— Tasks to complete —
1) From the text about Aston Clinton House, list every distinct year it mentions.
2) Rewrite the paragraph beginning "On the death of Lady Louise" from the text about Aston Clinton House as a bulleted list that keeps its main facts.

Aston Clinton House (also known as Green Park though referred to as simply Aston Clinton by the Rothschild family) was a large mansion to the south-east of the village of Aston Clinton in Buckinghamshire, England.

== History ==

=== Rothschild period ===
In 1851, Anthony Nathan de Rothschild bought the estate from a banker from Aylesbury. By 1853, he had completed the modernisation of Aston Clinton House and extensive estates in the area, with the help of the architect George Henry Stokes and the builder George Myers. From 1864 to 1877, the architect George Devey designed the cottages and the park gates (he later transformed another Rothschild property, Ascott House). Old photographs of the house show a sprawling neo-Georgian/Italianate house with verandahs and a large porte-cochère. Many workers' cottages were built, and two schools and a village hall set up under Rothschild patronage.

On the death of Lady Louise de Rothschild in 1910, the house was bequeathed to her two daughters, Constance, Lady Battersea and Annie, The Hon. Mrs. Eliot Yorke, who shared it as a holiday home, spending a few weeks together there each summer. They developed horticulture in the gardens which became full of rare plants. Cyril Flower, 1st Baron Battersea contributed to the development of the gardens.

In the First World War, like the adjoining Halton House and estate, Aston Clinton House was lent to the War Office, becoming in September 1914 the HQ of 21st Infantry Division. 21st Division was a "New Army" division, part of Kitchener's Army, and it was formed-up and trained on Rothschild land in Buckinghamshire, initially in Tring but in 1915 on the Halton and Aston Clinton estates. Four brigades of field artillery and one heavy battery received their advanced training in the grounds of Aston Clinton House in the spring and summer of 1915, including extensive gas offensive and defensive training. Final inspection of the division by Lord Kitchener occurred in August 1915 and the move to France took place from 2 to 13 September 1915.

— Data for review —

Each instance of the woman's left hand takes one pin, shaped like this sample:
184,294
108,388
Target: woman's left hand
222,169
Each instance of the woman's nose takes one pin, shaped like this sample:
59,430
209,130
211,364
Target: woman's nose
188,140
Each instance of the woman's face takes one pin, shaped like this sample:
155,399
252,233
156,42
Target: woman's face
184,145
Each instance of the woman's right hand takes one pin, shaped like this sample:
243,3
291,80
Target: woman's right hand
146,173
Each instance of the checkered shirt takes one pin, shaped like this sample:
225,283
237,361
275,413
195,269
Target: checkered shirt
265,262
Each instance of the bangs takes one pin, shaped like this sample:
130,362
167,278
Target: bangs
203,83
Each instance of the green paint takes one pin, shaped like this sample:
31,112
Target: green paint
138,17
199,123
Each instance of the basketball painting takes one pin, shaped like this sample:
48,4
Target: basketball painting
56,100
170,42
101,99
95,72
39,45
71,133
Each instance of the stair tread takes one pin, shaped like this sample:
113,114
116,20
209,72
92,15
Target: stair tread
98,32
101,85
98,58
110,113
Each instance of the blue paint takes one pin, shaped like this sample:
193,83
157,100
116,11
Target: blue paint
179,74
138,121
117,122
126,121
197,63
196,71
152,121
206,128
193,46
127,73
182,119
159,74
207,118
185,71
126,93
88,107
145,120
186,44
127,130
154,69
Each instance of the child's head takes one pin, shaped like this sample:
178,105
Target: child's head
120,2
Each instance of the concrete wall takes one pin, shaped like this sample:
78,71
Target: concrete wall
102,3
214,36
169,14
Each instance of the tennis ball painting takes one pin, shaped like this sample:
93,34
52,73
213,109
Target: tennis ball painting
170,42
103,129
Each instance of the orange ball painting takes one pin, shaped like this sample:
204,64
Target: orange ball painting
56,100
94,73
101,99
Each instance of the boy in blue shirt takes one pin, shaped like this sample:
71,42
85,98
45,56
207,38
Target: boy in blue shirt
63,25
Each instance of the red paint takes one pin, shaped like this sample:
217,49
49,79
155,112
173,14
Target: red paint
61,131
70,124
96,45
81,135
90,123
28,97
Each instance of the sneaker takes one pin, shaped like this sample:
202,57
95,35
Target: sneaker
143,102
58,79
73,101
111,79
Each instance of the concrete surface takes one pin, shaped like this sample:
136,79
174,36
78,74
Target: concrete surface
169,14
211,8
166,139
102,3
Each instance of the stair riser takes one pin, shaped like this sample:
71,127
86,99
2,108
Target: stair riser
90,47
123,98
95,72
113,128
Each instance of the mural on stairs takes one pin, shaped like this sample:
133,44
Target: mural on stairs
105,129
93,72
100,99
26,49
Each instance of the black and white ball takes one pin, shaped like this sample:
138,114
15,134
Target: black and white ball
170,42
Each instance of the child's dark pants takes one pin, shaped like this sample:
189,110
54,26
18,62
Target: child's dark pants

— Answers provided —
1) 1851, 1853, 1864, 1877, 1910, 1914, 1915

2)
- Lady Louise de Rothschild died in 1910 and left the house to her two daughters, Constance, Lady Battersea, and Annie, The Hon. Mrs. Eliot Yorke.
- The sisters shared it as a holiday home and spent a few weeks there together each summer.
- They developed horticulture in the gardens, which became full of rare plants.
- Cyril Flower, 1st Baron Battersea, contributed to the development of the gardens.